*What the task requires*:
Print every line of the material below verbatim, without any changes.
---------- Data for this task ----------
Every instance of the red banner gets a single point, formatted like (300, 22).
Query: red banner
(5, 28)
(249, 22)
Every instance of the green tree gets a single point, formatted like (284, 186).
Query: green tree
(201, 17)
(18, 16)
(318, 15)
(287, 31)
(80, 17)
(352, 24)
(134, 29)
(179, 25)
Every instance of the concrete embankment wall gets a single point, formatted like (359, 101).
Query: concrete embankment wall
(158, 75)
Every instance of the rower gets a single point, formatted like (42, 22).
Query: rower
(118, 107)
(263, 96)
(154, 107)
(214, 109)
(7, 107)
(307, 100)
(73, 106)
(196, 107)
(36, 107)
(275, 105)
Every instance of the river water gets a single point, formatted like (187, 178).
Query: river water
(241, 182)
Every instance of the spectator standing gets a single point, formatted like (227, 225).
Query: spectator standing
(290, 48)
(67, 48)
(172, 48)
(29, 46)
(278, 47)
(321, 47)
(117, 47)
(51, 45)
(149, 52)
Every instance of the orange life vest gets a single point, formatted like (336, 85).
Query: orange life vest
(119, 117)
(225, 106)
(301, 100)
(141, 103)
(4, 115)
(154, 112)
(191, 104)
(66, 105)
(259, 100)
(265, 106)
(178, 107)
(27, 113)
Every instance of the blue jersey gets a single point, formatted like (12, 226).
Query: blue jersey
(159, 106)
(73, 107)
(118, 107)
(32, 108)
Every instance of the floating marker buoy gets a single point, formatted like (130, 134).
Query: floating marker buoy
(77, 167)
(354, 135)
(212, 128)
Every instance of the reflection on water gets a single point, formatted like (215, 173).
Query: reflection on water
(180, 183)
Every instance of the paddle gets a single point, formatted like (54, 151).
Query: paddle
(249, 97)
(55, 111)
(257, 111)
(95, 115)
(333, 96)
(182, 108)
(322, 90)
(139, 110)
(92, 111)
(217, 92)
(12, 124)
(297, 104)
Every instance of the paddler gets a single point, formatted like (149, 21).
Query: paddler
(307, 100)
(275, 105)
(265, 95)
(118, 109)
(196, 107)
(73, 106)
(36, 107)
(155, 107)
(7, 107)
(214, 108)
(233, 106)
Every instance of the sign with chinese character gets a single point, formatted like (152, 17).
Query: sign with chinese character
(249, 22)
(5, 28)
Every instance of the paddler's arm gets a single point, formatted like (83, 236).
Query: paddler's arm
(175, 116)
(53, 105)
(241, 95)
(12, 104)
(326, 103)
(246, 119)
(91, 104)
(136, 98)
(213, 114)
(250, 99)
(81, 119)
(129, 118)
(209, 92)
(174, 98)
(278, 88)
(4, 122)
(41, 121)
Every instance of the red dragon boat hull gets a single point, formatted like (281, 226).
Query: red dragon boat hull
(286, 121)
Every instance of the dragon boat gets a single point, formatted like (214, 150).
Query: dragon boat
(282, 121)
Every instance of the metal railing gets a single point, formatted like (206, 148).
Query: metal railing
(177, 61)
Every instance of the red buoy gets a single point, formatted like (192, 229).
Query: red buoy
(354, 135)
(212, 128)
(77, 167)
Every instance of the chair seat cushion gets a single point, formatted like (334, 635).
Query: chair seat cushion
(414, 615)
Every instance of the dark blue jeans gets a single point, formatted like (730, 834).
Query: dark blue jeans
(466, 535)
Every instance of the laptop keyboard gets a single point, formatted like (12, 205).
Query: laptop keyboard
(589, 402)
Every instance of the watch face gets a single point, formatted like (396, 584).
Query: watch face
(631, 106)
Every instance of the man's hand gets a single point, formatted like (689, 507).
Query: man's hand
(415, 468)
----------
*Task output*:
Every instance of the red banner gets a single point, formatted like (300, 22).
Query: red banner
(5, 28)
(249, 22)
Every instance of the green tree gets a single point, formatted like (284, 186).
Query: green tree
(201, 17)
(18, 16)
(318, 15)
(287, 31)
(80, 17)
(352, 24)
(134, 29)
(179, 25)
Every instance of the concrete embankment wall gets a single point, formatted like (359, 101).
Query: concrete embankment wall
(158, 75)
Every instance of the rower gets a single point, formatted like (42, 22).
Query: rower
(118, 107)
(263, 96)
(154, 107)
(214, 109)
(7, 107)
(307, 100)
(73, 106)
(196, 107)
(36, 107)
(275, 105)
Every instance of the river water gets a single point, formatted like (187, 178).
Query: river water
(241, 182)
Every instance of the spectator standing gets a single point, formatted like (227, 225).
Query: spectator standing
(290, 48)
(67, 48)
(172, 48)
(29, 46)
(278, 47)
(321, 47)
(117, 47)
(51, 45)
(149, 52)
Every instance of the orange life vest gets a single point, formatted like (336, 85).
Query: orange life vest
(119, 117)
(225, 106)
(301, 100)
(141, 103)
(4, 115)
(154, 112)
(191, 104)
(66, 105)
(259, 100)
(265, 106)
(178, 107)
(27, 113)
Every instance of the blue jersey gets a single point, formatted like (12, 226).
Query: blue jersey
(159, 106)
(73, 107)
(118, 107)
(32, 108)
Every instance of the floating marker buoy gets a single point, formatted like (130, 134).
Query: floating marker buoy
(77, 167)
(354, 135)
(212, 128)
Every instance of the reflection on water gets a single point, formatted like (215, 173).
Query: reflection on water
(180, 183)
Every instance of the paddle gets a single point, formatted like (54, 151).
Query: paddle
(249, 97)
(55, 111)
(257, 111)
(95, 115)
(333, 96)
(182, 108)
(322, 90)
(139, 110)
(92, 111)
(217, 92)
(12, 124)
(297, 104)
Every instance of the paddler gets a single point, formatted like (149, 21).
Query: paddler
(307, 100)
(275, 105)
(265, 95)
(118, 109)
(196, 107)
(73, 106)
(36, 107)
(155, 107)
(7, 107)
(214, 108)
(233, 106)
Every instance of the sign with chinese character gets a single point, formatted like (152, 17).
Query: sign with chinese character
(249, 22)
(5, 28)
Every instance of the paddler's arm gets a single point, formatted like (83, 236).
Query: paddler's arm
(175, 116)
(53, 105)
(241, 95)
(12, 104)
(326, 103)
(246, 119)
(91, 104)
(136, 98)
(213, 114)
(250, 99)
(81, 119)
(129, 118)
(209, 92)
(174, 98)
(278, 88)
(4, 122)
(41, 121)
Every instance of the red dragon boat hull gets a single point, formatted like (281, 226).
Query: red dragon boat hull
(286, 121)
Every instance of the dragon boat gets a single point, formatted like (214, 150).
Query: dragon boat
(282, 121)
Every instance of the metal railing gets a single point, formatted like (206, 148).
Query: metal railing
(177, 61)
Every instance of the red buoy gets a single point, formatted like (192, 229).
Query: red buoy
(354, 135)
(212, 128)
(77, 167)
Every instance of the chair seat cushion gets a single point, formatted like (334, 635).
Query: chair seat cushion
(414, 615)
Every instance of the dark blue jeans gets a single point, formatted like (730, 834).
Query: dark blue jeans
(466, 535)
Every instance of the laptop keyboard gets a single point, formatted like (12, 205).
Query: laptop keyboard
(589, 402)
Every instance of the watch face gets a single point, formatted like (396, 584).
Query: watch face
(631, 106)
Every instance of the man's hand gets a single point, formatted like (689, 507).
Query: man's hand
(415, 468)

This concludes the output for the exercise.